Records to use ::
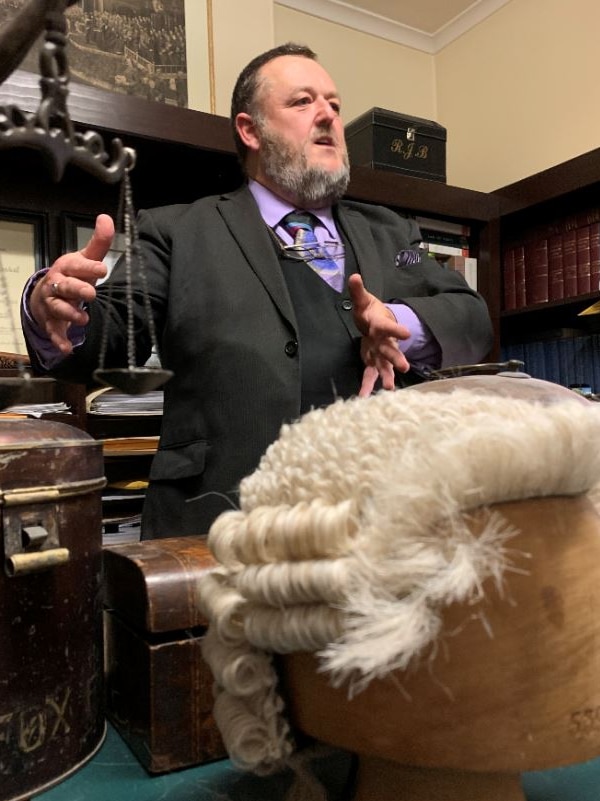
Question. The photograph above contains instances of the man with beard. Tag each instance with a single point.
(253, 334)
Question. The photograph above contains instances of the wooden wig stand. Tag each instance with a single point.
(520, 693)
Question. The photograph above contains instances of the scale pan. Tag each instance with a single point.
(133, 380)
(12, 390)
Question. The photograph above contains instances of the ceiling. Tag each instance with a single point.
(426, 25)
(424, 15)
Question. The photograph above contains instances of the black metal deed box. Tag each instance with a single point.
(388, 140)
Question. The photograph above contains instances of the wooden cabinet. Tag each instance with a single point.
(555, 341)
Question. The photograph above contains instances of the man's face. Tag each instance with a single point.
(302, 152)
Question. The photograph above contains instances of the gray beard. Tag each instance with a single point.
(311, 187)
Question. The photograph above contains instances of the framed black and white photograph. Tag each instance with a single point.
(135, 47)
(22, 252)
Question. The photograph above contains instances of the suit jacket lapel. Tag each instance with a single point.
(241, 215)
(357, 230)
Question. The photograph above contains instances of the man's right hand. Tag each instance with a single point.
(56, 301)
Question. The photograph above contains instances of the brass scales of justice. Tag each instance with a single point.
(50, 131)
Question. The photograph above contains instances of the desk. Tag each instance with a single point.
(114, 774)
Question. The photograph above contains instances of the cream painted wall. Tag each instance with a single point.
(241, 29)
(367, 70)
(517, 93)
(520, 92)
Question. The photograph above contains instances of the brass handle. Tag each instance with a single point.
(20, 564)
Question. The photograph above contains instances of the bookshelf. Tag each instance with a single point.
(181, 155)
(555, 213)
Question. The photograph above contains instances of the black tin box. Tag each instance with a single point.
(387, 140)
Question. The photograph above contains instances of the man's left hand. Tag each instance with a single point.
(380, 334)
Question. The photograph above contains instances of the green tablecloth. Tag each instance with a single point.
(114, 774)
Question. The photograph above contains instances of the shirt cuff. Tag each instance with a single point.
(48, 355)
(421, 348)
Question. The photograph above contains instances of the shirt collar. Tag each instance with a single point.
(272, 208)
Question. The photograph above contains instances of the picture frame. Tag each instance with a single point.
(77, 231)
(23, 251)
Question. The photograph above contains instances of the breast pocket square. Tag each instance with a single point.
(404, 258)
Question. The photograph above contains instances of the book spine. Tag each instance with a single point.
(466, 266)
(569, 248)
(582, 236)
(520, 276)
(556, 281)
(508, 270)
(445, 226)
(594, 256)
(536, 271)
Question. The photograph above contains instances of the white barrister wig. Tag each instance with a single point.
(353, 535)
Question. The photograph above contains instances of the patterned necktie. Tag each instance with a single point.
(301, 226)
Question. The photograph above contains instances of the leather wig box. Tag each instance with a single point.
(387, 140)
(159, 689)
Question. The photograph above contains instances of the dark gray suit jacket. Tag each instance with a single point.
...
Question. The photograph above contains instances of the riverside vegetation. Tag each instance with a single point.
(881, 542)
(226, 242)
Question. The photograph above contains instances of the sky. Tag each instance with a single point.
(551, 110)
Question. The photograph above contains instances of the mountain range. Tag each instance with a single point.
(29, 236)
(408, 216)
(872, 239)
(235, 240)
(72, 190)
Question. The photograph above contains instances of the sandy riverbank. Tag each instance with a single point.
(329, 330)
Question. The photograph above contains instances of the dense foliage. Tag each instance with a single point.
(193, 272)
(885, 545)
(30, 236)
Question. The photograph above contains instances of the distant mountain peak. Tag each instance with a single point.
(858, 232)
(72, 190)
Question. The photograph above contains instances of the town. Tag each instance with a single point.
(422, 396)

The problem :: Please reproduce, word for word, the part of the data above that opens with the line containing "Question. The photograph above contains instances of the leather" and closes with the line containing "Question. The photograph above contains instances of the dark", including both of those lines.

Exercise response ::
Question. The photograph above contains instances of the leather wig box. Tag each instance with a single point.
(387, 140)
(159, 689)
Question. The photograph above contains instances of the dark gray suit jacket. Tag each instance with a single point.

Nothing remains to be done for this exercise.